··· Data excerpts ···

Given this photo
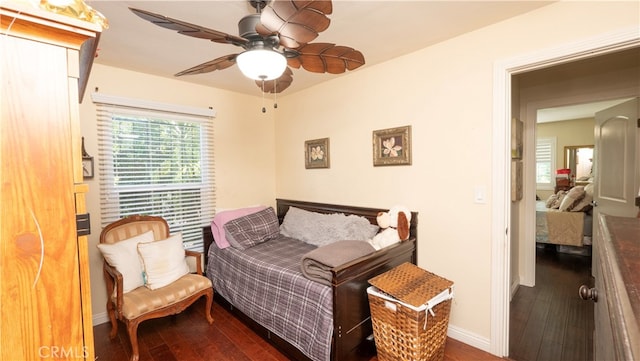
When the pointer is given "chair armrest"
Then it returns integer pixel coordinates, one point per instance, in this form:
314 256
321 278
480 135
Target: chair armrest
198 257
113 279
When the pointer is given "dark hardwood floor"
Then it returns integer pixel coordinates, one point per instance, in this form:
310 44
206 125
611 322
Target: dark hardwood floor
188 336
549 321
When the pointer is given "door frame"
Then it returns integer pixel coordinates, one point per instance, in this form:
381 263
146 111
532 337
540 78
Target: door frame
501 161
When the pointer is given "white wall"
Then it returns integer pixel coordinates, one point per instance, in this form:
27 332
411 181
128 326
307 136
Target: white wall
244 146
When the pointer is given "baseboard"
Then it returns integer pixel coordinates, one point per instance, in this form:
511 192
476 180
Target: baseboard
100 318
454 332
469 338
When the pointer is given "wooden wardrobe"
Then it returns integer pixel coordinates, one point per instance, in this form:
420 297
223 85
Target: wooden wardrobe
45 297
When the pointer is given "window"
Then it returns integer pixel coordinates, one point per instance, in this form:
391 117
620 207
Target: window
545 162
156 159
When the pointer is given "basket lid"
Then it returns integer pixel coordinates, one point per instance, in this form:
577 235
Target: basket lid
411 284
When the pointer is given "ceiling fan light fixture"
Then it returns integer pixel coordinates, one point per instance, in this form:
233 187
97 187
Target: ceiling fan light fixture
261 64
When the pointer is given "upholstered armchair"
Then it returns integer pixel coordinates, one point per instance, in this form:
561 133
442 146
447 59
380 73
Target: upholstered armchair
147 274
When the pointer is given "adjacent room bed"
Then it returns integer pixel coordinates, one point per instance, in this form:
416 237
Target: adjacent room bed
320 314
565 219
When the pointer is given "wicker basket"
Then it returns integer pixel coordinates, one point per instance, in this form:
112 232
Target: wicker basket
410 310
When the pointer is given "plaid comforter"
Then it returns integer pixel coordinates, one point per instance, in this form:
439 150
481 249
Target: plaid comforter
265 283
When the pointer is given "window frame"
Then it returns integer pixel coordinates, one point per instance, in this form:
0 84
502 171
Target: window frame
551 143
204 204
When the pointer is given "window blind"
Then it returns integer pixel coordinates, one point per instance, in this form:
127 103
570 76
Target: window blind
545 162
156 162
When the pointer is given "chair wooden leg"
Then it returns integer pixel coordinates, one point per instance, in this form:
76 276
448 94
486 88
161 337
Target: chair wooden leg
207 310
132 330
112 318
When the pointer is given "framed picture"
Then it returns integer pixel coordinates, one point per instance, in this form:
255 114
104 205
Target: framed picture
316 153
87 167
392 146
516 138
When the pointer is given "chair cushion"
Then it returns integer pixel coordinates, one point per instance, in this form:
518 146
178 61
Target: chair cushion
124 257
143 300
164 261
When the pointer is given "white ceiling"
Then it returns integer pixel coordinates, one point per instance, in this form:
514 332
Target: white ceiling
577 111
381 30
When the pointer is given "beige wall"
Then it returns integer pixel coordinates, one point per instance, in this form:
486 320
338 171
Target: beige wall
567 133
244 146
444 92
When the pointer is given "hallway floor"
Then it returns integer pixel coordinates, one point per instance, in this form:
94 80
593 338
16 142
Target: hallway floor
550 321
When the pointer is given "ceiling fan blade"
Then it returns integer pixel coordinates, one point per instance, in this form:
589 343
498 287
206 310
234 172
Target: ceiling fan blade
327 58
188 29
277 85
296 21
220 63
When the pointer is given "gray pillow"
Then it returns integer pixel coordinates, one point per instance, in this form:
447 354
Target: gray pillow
252 229
321 229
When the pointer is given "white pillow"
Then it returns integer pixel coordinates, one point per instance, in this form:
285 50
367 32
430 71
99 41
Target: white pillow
163 261
124 257
321 229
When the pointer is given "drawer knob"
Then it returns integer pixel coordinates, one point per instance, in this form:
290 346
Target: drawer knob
587 293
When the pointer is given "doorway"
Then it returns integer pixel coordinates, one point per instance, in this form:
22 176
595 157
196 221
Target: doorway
506 253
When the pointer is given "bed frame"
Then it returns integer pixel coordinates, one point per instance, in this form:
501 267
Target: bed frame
352 329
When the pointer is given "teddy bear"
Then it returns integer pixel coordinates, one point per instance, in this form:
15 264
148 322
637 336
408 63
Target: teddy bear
394 225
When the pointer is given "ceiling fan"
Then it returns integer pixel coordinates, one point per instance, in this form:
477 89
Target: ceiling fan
275 38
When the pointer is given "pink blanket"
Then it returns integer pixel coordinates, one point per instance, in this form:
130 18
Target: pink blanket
219 220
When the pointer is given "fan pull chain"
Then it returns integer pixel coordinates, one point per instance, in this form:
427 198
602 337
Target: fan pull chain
264 109
275 94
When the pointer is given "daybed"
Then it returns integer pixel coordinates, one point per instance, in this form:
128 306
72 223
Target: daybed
304 319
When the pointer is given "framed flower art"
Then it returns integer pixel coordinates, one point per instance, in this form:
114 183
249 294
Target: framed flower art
316 153
392 146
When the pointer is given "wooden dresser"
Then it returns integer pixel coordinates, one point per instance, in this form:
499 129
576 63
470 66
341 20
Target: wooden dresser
616 267
45 295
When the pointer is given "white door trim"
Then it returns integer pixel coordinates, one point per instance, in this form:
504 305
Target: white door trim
501 158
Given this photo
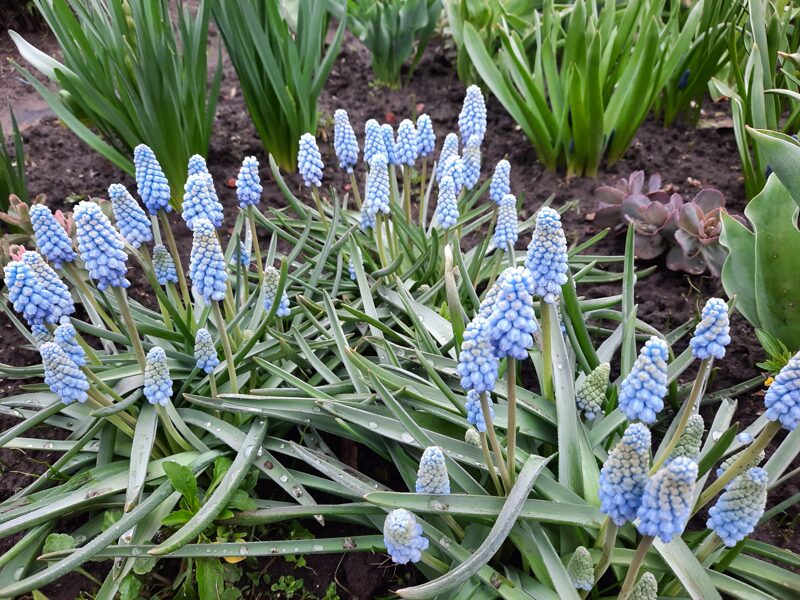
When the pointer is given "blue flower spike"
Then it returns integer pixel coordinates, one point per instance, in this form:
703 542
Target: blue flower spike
667 500
712 334
51 238
624 474
403 537
157 382
642 392
101 247
547 255
432 477
131 220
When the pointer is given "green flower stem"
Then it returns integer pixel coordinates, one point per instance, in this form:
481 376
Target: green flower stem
698 388
226 346
633 568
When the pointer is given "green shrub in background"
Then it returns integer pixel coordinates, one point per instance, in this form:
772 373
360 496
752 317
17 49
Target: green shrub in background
130 76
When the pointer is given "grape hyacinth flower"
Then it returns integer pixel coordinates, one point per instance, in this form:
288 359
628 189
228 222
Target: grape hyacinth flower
51 238
432 475
472 119
740 507
309 161
667 500
501 181
151 183
131 220
157 382
101 247
624 474
783 396
642 392
248 183
272 278
206 262
403 537
712 333
547 255
63 376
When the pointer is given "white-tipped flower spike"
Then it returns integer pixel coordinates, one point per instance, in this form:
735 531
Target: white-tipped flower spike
426 138
51 238
547 255
447 204
131 220
580 569
506 231
206 262
63 376
101 247
248 183
403 537
309 161
624 474
272 278
592 393
205 354
739 508
501 181
641 395
711 335
667 500
157 382
406 147
151 184
432 475
472 119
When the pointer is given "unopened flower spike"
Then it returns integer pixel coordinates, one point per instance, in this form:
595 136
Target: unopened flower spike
157 382
151 183
432 477
205 354
248 183
403 537
783 396
272 278
472 119
740 507
642 392
207 263
51 238
667 500
100 246
712 334
547 255
624 474
131 220
592 393
63 376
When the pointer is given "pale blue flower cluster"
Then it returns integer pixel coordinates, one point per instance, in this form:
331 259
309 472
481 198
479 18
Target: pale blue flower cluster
624 474
157 382
712 334
783 396
309 161
432 477
641 395
132 222
403 537
51 239
151 183
547 255
101 247
667 500
248 183
206 262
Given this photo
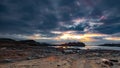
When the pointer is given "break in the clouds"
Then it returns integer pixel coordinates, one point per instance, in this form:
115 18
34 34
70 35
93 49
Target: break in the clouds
56 21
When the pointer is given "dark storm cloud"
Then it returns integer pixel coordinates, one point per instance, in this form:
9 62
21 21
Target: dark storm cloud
29 17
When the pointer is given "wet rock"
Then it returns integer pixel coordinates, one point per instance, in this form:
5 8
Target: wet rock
112 60
107 62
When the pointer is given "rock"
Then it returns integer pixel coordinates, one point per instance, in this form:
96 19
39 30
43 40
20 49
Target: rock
7 60
107 62
112 60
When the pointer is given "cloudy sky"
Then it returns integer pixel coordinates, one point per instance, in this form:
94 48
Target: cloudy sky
57 21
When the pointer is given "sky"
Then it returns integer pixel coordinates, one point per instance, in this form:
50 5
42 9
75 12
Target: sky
58 21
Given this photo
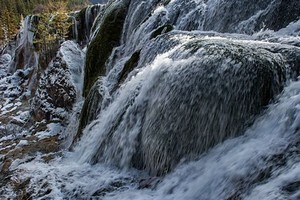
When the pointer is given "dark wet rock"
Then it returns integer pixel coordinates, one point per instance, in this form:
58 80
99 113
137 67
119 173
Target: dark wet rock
101 46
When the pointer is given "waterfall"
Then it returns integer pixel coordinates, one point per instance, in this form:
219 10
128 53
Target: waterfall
172 99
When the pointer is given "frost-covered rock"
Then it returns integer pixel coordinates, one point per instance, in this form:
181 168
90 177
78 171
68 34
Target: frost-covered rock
60 84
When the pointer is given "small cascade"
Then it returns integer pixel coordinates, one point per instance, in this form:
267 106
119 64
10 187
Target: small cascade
83 22
171 99
24 56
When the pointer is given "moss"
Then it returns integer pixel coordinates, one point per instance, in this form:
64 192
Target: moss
100 48
161 30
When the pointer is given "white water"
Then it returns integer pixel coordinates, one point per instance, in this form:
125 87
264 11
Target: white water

···

● Stated problem: List every line of the material that contains the word "blind" and copy each one in full.

● Written solution:
When the pointer is given "window blind"
Target: window blind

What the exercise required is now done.